Dataset entries
—————

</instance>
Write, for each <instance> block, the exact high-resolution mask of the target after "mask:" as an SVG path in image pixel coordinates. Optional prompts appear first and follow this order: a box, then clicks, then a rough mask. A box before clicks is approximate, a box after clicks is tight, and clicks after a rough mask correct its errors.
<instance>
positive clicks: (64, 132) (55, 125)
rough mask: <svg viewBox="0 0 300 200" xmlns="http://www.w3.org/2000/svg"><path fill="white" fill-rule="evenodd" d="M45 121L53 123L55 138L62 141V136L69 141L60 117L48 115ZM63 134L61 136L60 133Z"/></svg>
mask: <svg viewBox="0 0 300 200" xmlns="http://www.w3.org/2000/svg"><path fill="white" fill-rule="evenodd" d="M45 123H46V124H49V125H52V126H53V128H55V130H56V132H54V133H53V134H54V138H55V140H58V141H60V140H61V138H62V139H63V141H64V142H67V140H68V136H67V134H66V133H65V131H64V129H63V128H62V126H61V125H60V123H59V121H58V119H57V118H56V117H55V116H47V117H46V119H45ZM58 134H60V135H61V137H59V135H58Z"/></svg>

—————

Copy out every line of the material above without changing a single character.

</instance>
Write, for each <instance> block, the exact high-resolution mask of the target after "mask:" as an SVG path in image pixel coordinates. Optional prompts appear first and follow this order: a box, then clicks, then a rough mask. A box before clicks is approximate, a box after clicks is tight, and clicks after a rough mask correct its errors.
<instance>
positive clicks: (64, 132) (55, 125)
rough mask: <svg viewBox="0 0 300 200" xmlns="http://www.w3.org/2000/svg"><path fill="white" fill-rule="evenodd" d="M45 121L53 123L55 138L62 141V136L69 141L60 117L48 115ZM63 134L61 136L60 133Z"/></svg>
mask: <svg viewBox="0 0 300 200" xmlns="http://www.w3.org/2000/svg"><path fill="white" fill-rule="evenodd" d="M45 123H46V124H49V125H52V126H53V128H55V130H56V132H54V133H53V134H54V138H55V140H58V141H60V140H61V138H62V139H63V141H64V142H67V140H68V136H67V134H66V133H65V131H64V129H63V128H62V126H61V125H60V123H59V121H58V119H57V118H56V117H55V116H47V117H46V119H45ZM58 134H60V135H61V137H59V135H58Z"/></svg>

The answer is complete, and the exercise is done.